• _Supplied passage_:
The news media and the governor are promoting the proposed CSEA agreement as a “model” that should set the pattern for other public employee unions. The PEF leadership is currently conducting a poll of its members to determine if they would accept the CSEA terms.
Cuomo is explicitly using the layoff threat as a club against state workers. The unions accept the demand for major concessions, only quibbling over the details in the hope of avoiding a revolt by their memberships, as recently happened in Connecticut.
There is, in effect, no “negotiation” in any meaningful sense. The unions are completely tied to the Democratic Party. PEF supported Cuomo in his campaign for governor and PEF members are paying the price for that alliance.
Aside from empty phrasemongering about “respect,” the bureaucrats will take no action that threatens that relationship. When the unions speak of bargaining, they mean offering their services to facilitate the imposition of devastating cutbacks on their members.
The outgoing administration of the previous governor, Democrat David Paterson, laid off 900 New York State employees at the end of last year. Since 2008 the state workforce has been reduced by nearly 9,000 employees, a loss of 3.2 percent.
The WSWS recently spoke with state workers during their lunch hour on the Capitol Mall about the contract negotiations.
Pat is a PEF member who works in health care and is under threat of layoff. She expressed concern that cuts in health care services and personnel would have major negative effects. “I’ve worked in nursing homes and all different kinds of health care facilities and if you don’t have surveillance then it’s not a good thing.”
She described the governor’s initial proposal to PEF, which was made public a few weeks ago by the union as “horrific” and “infuriating.” The workers are very upset, she said.
Commenting on the recent contract rejection in Connecticut, Pat said, “My sense in hearing people in CSEA I think they’ll probably end up rejecting it also.”
Sean, another state worker, expressed strong feelings about economic inequality. “I feel that American is built on the backs of the middle class and lower class people. Those are the ones that do all the heavy duty, all the hard work.” He said that the least that the “higher ups” could do would be to take a few thousand dollars from their fringe benefits, their annual income, or their pensions to save jobs. “The system is designed for the rich to stay rich and the poor not to benefit from it.”
Tim Tierney is also a PEF member. He works for the State Education Department in IT. He too had strong feelings about economic disparities. “It’s amazing that it’s not making the headlines more. I’m dumbfounded why executive salaries are going up, and up, and up, and normal, everyday workers are going down.”
Tierney expressed doubt about how well unions are representing their members. “I think that’s why this first agreement [covering various state police units such as park rangers] was shot down overwhelmingly by the [union] officers who decided not to go along with it. I think the officers who negotiated that agreement are probably out the door.” He expressed the opinion that Cuomo is using a divide-and-conquer tactic against the CSEA and PEF.
A worker at the State Museum and PEF member, who asked that his name not be used, was very much opposed to the CSEA contract proposal. “It’s pretty harsh, I think. It’s a long time without raises and significant increase in the health benefit cost. I see increased health costs as eroding our benefits, and our benefits are bargained for as part of the reason we make less than privately employed workers.
“I expect PEF to only do worse than CSEA. I’ve seen the fiscal crisis first hand because we have no money at the museum. It’s been hard to buy supplies. We’ve had a hiring freeze for so long I can see that we’re in a tough spot. The people that are really paying for it are the wrong people, they’re the working people, not the ones who should be paying for it, but there don’t seem to be any other alternatives. It’s a very disappointing situation. It just seems that the money talks and the money has power.”

• _Dataset records_:
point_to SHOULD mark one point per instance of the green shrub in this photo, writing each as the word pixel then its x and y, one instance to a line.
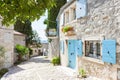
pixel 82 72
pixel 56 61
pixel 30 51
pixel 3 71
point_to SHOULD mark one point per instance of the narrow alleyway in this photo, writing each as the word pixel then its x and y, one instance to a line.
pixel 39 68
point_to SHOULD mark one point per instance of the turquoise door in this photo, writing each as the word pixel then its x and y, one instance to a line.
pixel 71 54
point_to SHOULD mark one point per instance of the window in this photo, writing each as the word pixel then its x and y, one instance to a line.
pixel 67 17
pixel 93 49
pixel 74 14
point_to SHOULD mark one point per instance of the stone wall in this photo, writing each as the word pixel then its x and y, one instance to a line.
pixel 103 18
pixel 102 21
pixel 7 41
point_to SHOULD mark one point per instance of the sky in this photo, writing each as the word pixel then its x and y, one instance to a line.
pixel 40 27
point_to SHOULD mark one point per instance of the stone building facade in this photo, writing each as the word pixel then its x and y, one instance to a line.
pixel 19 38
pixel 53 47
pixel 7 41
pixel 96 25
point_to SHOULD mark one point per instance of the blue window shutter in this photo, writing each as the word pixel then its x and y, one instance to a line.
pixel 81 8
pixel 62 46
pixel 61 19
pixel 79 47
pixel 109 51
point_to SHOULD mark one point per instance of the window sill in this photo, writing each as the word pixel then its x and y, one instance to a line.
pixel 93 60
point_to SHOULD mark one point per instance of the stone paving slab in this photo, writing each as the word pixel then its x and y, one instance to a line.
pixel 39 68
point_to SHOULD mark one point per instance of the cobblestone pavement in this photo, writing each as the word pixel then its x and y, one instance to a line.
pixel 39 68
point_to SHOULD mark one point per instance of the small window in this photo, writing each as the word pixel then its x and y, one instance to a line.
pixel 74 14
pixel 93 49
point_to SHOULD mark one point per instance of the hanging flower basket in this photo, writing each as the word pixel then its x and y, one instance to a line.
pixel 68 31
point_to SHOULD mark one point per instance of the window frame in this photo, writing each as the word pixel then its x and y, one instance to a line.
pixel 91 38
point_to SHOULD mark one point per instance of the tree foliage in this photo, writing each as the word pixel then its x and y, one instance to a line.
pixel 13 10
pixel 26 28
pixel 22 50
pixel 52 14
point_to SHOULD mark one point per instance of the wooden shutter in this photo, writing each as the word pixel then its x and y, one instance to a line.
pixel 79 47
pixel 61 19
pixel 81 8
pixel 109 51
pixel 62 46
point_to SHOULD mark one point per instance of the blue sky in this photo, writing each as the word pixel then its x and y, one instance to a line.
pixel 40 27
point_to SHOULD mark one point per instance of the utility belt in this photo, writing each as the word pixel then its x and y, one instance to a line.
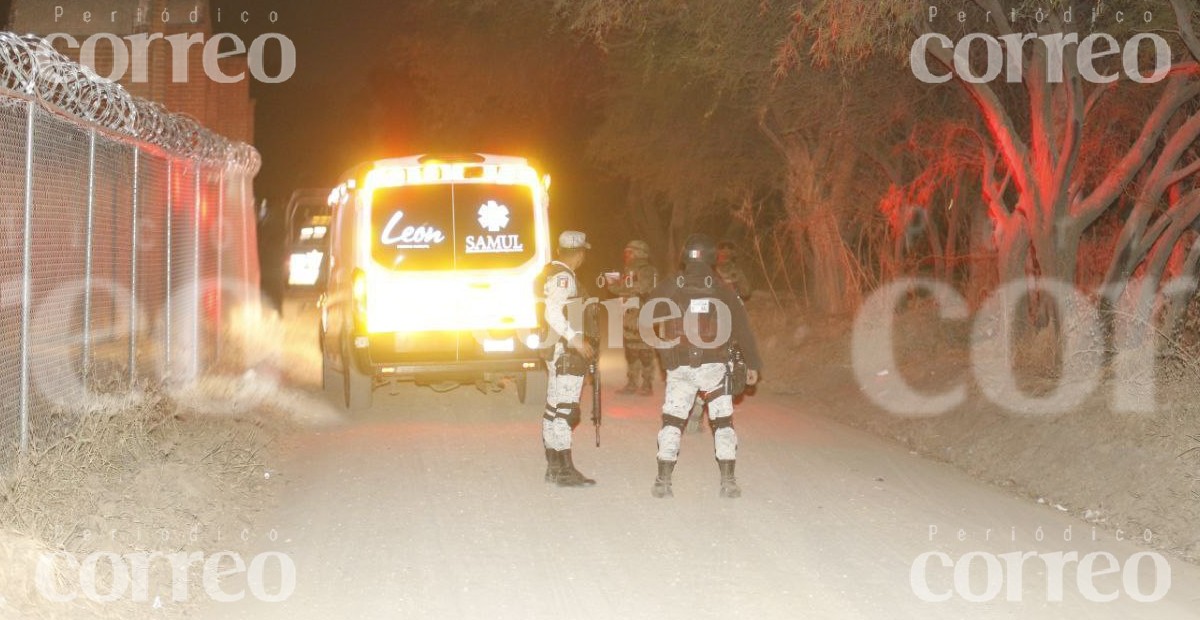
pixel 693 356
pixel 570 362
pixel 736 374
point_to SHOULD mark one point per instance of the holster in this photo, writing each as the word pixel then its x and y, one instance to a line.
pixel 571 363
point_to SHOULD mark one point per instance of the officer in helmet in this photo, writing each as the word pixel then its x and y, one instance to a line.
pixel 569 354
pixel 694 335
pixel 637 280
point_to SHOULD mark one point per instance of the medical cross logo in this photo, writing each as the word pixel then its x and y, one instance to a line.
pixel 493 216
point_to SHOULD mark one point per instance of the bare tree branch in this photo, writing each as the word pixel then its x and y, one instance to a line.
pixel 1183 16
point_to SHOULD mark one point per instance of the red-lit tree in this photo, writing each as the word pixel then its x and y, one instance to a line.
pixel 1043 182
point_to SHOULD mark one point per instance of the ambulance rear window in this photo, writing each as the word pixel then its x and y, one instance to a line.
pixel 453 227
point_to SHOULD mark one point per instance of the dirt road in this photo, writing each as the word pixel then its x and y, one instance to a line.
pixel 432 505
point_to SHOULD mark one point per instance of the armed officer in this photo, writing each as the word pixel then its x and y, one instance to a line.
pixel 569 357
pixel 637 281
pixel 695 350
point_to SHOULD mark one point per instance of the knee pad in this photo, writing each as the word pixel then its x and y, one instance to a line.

• _Your objective_: Copy the passage of the state workers' contract article that runs from "She described the" to "upset, she said.", changing "initial proposal" to "first offer".

• _Exercise solution_:
She described the governor’s first offer to PEF, which was made public a few weeks ago by the union as “horrific” and “infuriating.” The workers are very upset, she said.